Что нужно сделать
a: Какое место, согласно рецензии, роман «Женщины Лазаря» занял в «Большой книге» 2012 года?
b: Перепишите из рецензии без изменений отрывок от слов «К тому же, замечает» до слов «броское, несколько искусственно.» включительно.

Текст рецензии

*
ИСКУШЕНИЕ
ЧАСТНОСТЬЮ
Марина
Степнова. Женщины Лазаря. М., «АСТ»,
«Астрель», 2011, 448 стр. («Проза: женский
род»).
Марина
Степнова — писатель, переводчик с
румынского и одновременно редактор
глянцевого мужского журнала «XXL». Ее
собственные произведения появились в
печати больше десяти лет назад, некоторая
известность пришла после выхода в 2005
году романа «Хирург». И если прошлый
роман вошел в шорт-лист «Национального
бестселлера», то нынешний был оценен
еще выше — не только шорт-лист «Нацбеста»
и «Русского Букера», но и третье призовое
место в «Большой книге» 2012 года.
Критики
роман молчанием также не обошли. Сергей
Кузнецов в своем блоге включил «Женщины
Лазаря» в список «лучших русских книг
прошлого года», обозначив в качестве
достоинств и «хороший язык», и то, что
«…и герои живые, и мир объемный, и даже
слезы на глазах читателя».
Дина Суворова в Booknik’е роман хвалила —
в частности, за любовь автора и к героям,
и к читателям.
Не менее восторженно отозвался и Максим
Лаврентьев: «Четкие, резкие, доведенные
до ослепительного стилистического
блеска фразы; абзацы, каждый из которых
— композиционно завершенный период;
глубочайший, обеспеченный богатейшим
словарем, кладезь метафор…».
Но
не все были столь радушны. Валерия
Пустовая, например, указывает на то, что
в романе слишком много «общих мест», а
попытки представить роман как сагу
неудачны — в нем нет необходимой для
эпической формы исторической цельности,
фон — «стертый».
К тому же, замечает она, религиозная
подоплека имени главного героя в романе
почти не проявлена, так что название,
хотя и броское, несколько искусственно.
Лизе Новиковой многое в романе показалось
непродуманно избыточным: «В ее романе
всё, включая по-деловому витиеватые
фразы, поставляется лошадиными дозами».
И
все же имеет смысл задуматься, почему
роман, представляющий, в сущности говоря,
семейную сагу, со всеми присущими этому
жанру достоинствами и недостатками,
оказался столь значим для текущего
литературного года.
Главный
герой книги — Лазарь Иосифович Линдт,
гениальный ученый, физик, математик,
изобретатель атомной бомбы. Еврей,
атеист, язвителен, некрасив, обаятелен,
нетактичен и трогательно раним (здесь
как бы напрашиваются параллели со Львом
Ландау, однако сразу скажем читателю,
что сходство это чисто поверхностное).

Показанные записи

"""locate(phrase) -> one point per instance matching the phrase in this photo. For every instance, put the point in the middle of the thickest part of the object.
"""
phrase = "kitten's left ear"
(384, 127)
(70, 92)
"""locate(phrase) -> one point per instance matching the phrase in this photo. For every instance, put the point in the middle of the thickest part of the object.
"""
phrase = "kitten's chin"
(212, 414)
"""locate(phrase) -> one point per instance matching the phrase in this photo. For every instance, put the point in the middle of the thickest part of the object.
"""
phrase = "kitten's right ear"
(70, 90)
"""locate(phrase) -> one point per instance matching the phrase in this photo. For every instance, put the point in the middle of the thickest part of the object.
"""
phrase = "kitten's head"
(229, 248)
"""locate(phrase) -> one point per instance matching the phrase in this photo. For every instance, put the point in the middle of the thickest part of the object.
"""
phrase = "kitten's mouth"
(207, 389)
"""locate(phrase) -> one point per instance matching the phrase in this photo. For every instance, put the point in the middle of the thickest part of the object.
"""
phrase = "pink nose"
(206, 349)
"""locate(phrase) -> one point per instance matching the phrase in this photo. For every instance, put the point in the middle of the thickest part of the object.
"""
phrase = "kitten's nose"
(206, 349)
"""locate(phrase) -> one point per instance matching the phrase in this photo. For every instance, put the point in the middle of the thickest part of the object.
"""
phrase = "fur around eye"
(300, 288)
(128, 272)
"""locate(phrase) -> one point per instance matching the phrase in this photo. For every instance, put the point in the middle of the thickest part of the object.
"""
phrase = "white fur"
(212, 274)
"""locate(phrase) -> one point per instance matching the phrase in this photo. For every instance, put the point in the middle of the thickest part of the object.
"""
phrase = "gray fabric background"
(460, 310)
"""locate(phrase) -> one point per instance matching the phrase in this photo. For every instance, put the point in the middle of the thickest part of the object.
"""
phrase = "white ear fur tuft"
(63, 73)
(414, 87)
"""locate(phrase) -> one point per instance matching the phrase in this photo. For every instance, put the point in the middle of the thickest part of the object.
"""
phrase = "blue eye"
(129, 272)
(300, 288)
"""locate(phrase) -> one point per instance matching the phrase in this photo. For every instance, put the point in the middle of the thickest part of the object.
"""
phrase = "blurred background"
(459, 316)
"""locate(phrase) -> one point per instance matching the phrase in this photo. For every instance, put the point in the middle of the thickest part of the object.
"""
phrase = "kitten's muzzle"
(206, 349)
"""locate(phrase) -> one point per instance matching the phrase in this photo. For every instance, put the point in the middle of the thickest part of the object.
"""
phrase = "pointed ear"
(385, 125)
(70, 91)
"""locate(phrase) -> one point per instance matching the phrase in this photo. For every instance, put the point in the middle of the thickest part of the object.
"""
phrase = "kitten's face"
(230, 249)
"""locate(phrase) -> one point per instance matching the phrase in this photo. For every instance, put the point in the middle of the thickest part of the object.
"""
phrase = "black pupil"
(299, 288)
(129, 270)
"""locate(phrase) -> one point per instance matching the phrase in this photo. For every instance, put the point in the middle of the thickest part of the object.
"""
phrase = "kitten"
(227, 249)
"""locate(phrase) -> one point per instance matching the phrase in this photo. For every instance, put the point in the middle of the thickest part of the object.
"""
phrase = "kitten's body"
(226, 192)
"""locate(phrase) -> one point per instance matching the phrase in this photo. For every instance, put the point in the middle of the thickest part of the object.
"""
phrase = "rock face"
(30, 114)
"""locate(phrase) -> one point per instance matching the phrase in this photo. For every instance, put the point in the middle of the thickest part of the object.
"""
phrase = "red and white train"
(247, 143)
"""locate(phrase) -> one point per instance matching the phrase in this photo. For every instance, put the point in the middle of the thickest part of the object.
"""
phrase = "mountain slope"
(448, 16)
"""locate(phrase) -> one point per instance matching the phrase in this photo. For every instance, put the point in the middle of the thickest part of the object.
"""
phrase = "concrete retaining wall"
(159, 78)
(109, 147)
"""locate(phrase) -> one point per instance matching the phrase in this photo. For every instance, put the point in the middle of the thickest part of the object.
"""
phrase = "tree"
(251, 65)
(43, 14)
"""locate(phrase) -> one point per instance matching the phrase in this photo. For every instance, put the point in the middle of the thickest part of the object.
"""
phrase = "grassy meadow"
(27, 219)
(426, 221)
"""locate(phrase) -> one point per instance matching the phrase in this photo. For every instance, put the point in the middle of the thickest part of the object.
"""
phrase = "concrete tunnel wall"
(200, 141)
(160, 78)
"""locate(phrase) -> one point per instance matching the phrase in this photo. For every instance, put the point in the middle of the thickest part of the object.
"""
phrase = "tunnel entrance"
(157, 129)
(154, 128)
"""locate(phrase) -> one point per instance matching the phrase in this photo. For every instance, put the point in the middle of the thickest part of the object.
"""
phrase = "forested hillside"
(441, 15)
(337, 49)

* * *

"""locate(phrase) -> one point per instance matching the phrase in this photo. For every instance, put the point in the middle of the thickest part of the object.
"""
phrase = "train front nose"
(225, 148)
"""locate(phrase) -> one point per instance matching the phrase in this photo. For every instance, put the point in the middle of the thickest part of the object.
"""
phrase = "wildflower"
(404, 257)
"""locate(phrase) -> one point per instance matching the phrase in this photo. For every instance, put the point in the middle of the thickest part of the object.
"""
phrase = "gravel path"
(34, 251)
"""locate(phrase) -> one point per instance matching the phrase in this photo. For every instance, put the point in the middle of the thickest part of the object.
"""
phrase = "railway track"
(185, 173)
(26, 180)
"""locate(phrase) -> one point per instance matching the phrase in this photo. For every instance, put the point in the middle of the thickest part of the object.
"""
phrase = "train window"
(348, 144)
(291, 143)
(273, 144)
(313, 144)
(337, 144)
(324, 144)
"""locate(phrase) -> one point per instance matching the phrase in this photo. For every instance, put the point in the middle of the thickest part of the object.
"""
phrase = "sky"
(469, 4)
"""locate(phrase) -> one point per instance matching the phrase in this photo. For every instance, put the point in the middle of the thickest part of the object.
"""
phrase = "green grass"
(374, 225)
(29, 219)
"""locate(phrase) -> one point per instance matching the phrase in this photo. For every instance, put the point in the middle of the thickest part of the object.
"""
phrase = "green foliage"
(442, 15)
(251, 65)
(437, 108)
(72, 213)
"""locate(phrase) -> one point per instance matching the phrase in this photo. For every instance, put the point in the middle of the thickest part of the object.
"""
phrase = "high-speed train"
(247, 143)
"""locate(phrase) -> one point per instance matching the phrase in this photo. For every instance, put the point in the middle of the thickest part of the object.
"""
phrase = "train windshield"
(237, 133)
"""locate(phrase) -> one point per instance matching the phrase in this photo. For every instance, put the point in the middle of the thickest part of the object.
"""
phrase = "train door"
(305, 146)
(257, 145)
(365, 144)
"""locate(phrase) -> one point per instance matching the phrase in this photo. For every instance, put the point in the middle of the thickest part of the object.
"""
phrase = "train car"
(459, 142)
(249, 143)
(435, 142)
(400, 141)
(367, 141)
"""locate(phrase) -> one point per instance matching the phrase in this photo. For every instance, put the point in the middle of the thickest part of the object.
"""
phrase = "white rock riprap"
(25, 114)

Ответы по заданиям
a: Третье призовое место.

b:
К тому же, замечает она, религиозная
подоплека имени главного героя в романе
почти не проявлена, так что название,
хотя и броское, несколько искусственно.